┌─ RECORDS TO USE

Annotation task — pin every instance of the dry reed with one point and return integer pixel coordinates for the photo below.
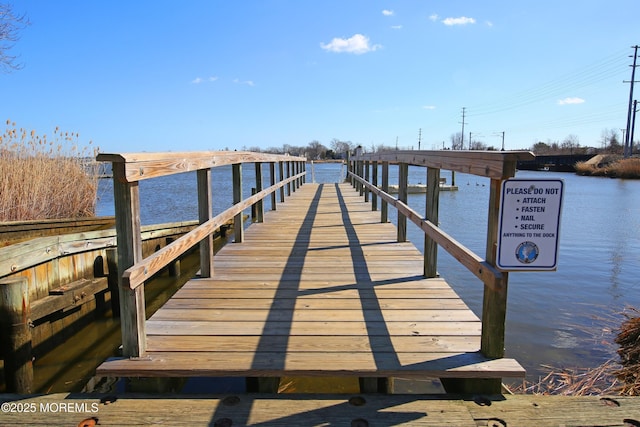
(611, 377)
(45, 178)
(622, 168)
(629, 341)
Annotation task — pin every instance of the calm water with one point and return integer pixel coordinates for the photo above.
(560, 318)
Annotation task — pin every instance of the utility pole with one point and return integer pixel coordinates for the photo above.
(627, 152)
(463, 123)
(633, 126)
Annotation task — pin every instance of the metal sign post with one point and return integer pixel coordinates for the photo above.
(529, 224)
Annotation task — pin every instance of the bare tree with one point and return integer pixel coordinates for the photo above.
(10, 25)
(341, 147)
(316, 151)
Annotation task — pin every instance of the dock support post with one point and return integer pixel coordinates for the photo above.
(129, 241)
(366, 178)
(431, 210)
(205, 213)
(15, 334)
(112, 280)
(174, 266)
(494, 306)
(384, 205)
(288, 176)
(260, 204)
(281, 175)
(374, 181)
(272, 182)
(238, 228)
(403, 180)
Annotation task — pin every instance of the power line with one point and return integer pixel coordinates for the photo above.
(587, 76)
(627, 152)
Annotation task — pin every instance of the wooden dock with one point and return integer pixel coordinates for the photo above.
(318, 410)
(320, 288)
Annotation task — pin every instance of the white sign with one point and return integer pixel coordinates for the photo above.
(529, 223)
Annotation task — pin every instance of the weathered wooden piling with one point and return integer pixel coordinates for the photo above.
(15, 334)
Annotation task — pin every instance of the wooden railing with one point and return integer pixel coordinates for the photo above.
(496, 165)
(133, 270)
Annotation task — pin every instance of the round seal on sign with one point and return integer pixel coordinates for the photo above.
(527, 252)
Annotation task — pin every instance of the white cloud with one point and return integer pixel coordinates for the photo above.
(357, 44)
(199, 80)
(571, 100)
(463, 20)
(244, 82)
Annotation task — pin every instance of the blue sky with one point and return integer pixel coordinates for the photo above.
(209, 75)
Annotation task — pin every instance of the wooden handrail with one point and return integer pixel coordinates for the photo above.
(474, 263)
(490, 164)
(143, 270)
(139, 166)
(133, 269)
(495, 165)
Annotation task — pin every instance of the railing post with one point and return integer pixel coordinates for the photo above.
(238, 227)
(366, 178)
(281, 174)
(384, 205)
(303, 179)
(15, 334)
(360, 173)
(494, 304)
(431, 214)
(374, 181)
(205, 213)
(495, 300)
(288, 176)
(129, 243)
(403, 180)
(260, 203)
(272, 182)
(113, 280)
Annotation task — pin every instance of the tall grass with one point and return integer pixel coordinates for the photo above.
(46, 178)
(622, 168)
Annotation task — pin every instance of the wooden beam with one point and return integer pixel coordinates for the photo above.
(238, 225)
(403, 182)
(431, 210)
(205, 212)
(132, 304)
(15, 335)
(482, 163)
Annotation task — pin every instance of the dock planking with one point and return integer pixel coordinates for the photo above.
(318, 410)
(320, 288)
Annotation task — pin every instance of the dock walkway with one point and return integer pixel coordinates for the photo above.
(320, 288)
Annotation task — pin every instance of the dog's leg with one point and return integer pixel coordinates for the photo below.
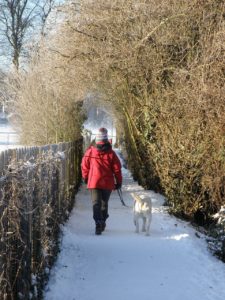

└─

**BRIEF:** Retype all of the lines above word for word, leaving the pictures out.

**WORKED SOLUTION:**
Annotation task — pin every instance of the dry reed with one point and return integer pixel coordinates for the photo below.
(611, 377)
(45, 178)
(622, 168)
(629, 341)
Annotation task — pin every instance of the calm water with one point and return integer pixel coordinates for the photo above.
(560, 318)
Annotation task — pin every instance of the utility pole with one point and return integer pixel coordinates for the photo above.
(627, 152)
(463, 123)
(633, 126)
Annotation task — pin every instance of the metal sign post with one point and return integer pixel coordinates for the photo above.
(529, 224)
Annotation task — pin every instance of the bare tree with one point and return integer pixel coordinates for the photo above.
(10, 25)
(341, 147)
(316, 151)
Annotation task — pin every instance of the dock support post with one point and return integer pixel coordinates for the photo above.
(129, 241)
(366, 178)
(431, 210)
(205, 213)
(15, 334)
(112, 280)
(174, 266)
(494, 306)
(384, 205)
(288, 176)
(260, 204)
(281, 175)
(374, 181)
(272, 182)
(238, 228)
(403, 180)
Annotation task — pin every instance of the power line with one point and return integer pixel coordinates for the photo above.
(587, 76)
(627, 152)
Annotation task — pin every instance of the wooden dock with one point and return integer pixel coordinates for the photo above.
(318, 410)
(320, 288)
Annotation task — pin every instance of the white sign with one point and return integer pixel coordinates for the photo above.
(529, 223)
Annotation task — pin every instance of the weathered wooden piling with one point and return integer pixel coordinates for the photo above.
(15, 334)
Annotation task — pin every instance of the wooden railing with one point and return integer pixel coordinates for the photo above.
(496, 165)
(133, 270)
Annotation task — pin every instance of the round seal on sign with one point and return integer pixel coordinates for the photo above.
(527, 252)
Annotation task — pin every instance of the white cloud with one point and return integer pixel coordinates for the photo above.
(357, 44)
(199, 80)
(571, 100)
(463, 20)
(244, 82)
Annotation task — pin every instance of the blue sky with one point and return integer pixel coordinates for the photo above.
(209, 75)
Annotation task — pin every instance of the wooden handrail with one point and return integer pixel coordinates for the photo above.
(474, 263)
(490, 164)
(143, 270)
(139, 166)
(133, 269)
(495, 165)
Annotation task — pin every instance of the railing post with one point and return integer pixel coordinates for the photo above.
(238, 227)
(366, 178)
(281, 174)
(384, 205)
(303, 179)
(15, 334)
(360, 173)
(494, 304)
(431, 214)
(374, 181)
(205, 213)
(495, 300)
(288, 176)
(129, 243)
(403, 180)
(260, 203)
(272, 182)
(113, 280)
Annotation task — pin every instance of the tall grass with one point and return integer pixel coordinates for the photo above.
(46, 178)
(622, 168)
Annotation task — pin every instance of the wooden beam with one point and return integer pixel coordinates for the photo above.
(238, 225)
(403, 182)
(431, 210)
(205, 212)
(132, 304)
(15, 335)
(482, 163)
Annotation task — pin every instance of the dock planking with one point and return integer pixel coordinates for the photo above.
(318, 410)
(320, 288)
Annotation task — pin every instance of the dock walkway with one point and return integer pixel coordinates for the photo above.
(320, 288)
Annotation task — pin every instance of the dog's leg with one point and return integer pixel coordinates for the photo below.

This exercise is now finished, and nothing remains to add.